------ Entries ------

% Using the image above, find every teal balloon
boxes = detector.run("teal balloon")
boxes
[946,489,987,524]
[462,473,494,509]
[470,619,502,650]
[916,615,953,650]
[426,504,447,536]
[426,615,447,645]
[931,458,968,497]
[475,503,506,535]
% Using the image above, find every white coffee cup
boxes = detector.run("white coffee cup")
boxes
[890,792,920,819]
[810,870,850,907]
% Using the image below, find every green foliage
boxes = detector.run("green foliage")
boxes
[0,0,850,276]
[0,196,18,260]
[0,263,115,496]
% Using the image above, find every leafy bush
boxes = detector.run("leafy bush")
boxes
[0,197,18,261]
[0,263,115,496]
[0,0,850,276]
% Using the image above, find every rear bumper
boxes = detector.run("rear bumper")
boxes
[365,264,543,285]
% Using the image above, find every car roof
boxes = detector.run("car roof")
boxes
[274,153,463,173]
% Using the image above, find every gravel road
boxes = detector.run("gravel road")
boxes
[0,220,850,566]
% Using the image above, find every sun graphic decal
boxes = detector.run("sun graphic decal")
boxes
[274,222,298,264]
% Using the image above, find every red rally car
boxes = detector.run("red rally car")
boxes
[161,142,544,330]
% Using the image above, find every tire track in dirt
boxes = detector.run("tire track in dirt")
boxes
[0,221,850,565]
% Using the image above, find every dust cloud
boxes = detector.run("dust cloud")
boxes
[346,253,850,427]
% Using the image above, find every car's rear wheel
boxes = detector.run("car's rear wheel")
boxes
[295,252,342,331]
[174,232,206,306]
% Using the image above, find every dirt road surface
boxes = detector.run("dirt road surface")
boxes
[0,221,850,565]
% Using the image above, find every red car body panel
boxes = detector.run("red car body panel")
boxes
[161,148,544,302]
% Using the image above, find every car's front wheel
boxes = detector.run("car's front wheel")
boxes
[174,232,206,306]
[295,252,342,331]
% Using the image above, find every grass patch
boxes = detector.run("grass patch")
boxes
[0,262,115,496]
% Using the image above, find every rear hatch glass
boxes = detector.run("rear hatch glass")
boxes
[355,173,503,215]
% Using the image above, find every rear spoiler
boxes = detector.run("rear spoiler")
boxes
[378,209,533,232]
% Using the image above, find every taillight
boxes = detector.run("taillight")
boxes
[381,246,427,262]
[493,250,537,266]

------

Do this =
Arrange every one of the lines above as a Markdown table with two columns, Row and Line. Number each row and leave out any blank lines.

In response =
| Row | Line |
|---|---|
| 1 | % Using the image above, find every teal balloon |
| 2 | boxes = detector.run("teal balloon") |
| 3 | boxes |
| 4 | [946,489,987,524] |
| 5 | [462,473,494,509] |
| 6 | [470,619,502,650] |
| 7 | [916,615,953,650] |
| 8 | [426,504,447,536] |
| 9 | [426,615,447,645] |
| 10 | [931,458,968,497] |
| 11 | [475,503,506,535] |
| 12 | % Using the image above, find every white coffee cup |
| 13 | boxes = detector.run("white coffee cup") |
| 14 | boxes |
| 15 | [890,792,920,819] |
| 16 | [810,870,850,907] |
| 17 | % Using the image below, find every green foliage |
| 18 | boxes = detector.run("green foliage") |
| 19 | boxes |
| 20 | [0,0,850,276] |
| 21 | [0,196,18,260] |
| 22 | [0,263,115,496] |
| 23 | % Using the image above, find every leafy bush |
| 24 | boxes = detector.run("leafy bush") |
| 25 | boxes |
| 26 | [0,197,18,261] |
| 27 | [0,263,115,496] |
| 28 | [0,0,850,276] |
| 29 | % Using the image above, find every rear bumper |
| 30 | boxes = detector.run("rear bumper") |
| 31 | boxes |
| 32 | [365,264,543,285] |
| 33 | % Using the image above, find every car roof |
| 34 | boxes = detector.run("car roof") |
| 35 | boxes |
| 36 | [274,153,463,173] |
| 37 | % Using the image above, find every gravel road |
| 38 | boxes = detector.run("gravel road") |
| 39 | boxes |
| 40 | [0,220,850,566] |
| 41 | % Using the image above, find every sun graphic decal |
| 42 | boxes = detector.run("sun graphic decal") |
| 43 | boxes |
| 44 | [274,222,298,264] |
| 45 | % Using the image above, find every red rally car |
| 46 | boxes = detector.run("red rally car") |
| 47 | boxes |
| 48 | [161,142,544,330] |
| 49 | % Using the image above, find every tire track in dirt |
| 50 | boxes = detector.run("tire track in dirt") |
| 51 | boxes |
| 52 | [0,221,850,565] |
| 53 | % Using the image above, find every dust cloud |
| 54 | boxes = detector.run("dust cloud") |
| 55 | boxes |
| 56 | [346,253,850,427] |
| 57 | % Using the image above, find every car's rear wheel |
| 58 | boxes = detector.run("car's rear wheel") |
| 59 | boxes |
| 60 | [295,252,342,331] |
| 61 | [174,232,206,306] |
| 62 | % Using the image above, find every dirt road surface |
| 63 | boxes = detector.run("dirt road surface") |
| 64 | boxes |
| 65 | [0,221,850,565] |
| 66 | % Using the image above, find every red car body panel |
| 67 | boxes = detector.run("red car body panel") |
| 68 | boxes |
| 69 | [161,148,544,302] |
| 70 | % Using the image above, find every car's front wheel |
| 71 | boxes = detector.run("car's front wheel") |
| 72 | boxes |
| 73 | [174,232,206,306] |
| 74 | [295,252,342,331] |
| 75 | % Using the image above, find every grass patch |
| 76 | boxes = detector.run("grass patch") |
| 77 | boxes |
| 78 | [0,262,115,496] |
| 79 | % Using the image above, find every rear hatch glass |
| 80 | boxes = detector.run("rear hatch glass") |
| 81 | boxes |
| 82 | [355,173,503,215] |
| 83 | % Using the image above, find every rear spoiler |
| 84 | boxes = detector.run("rear spoiler") |
| 85 | boxes |
| 86 | [378,209,533,232] |
| 87 | % Using the image above, find every taillight |
| 88 | boxes = detector.run("taillight") |
| 89 | boxes |
| 90 | [381,246,427,262] |
| 91 | [493,250,537,266] |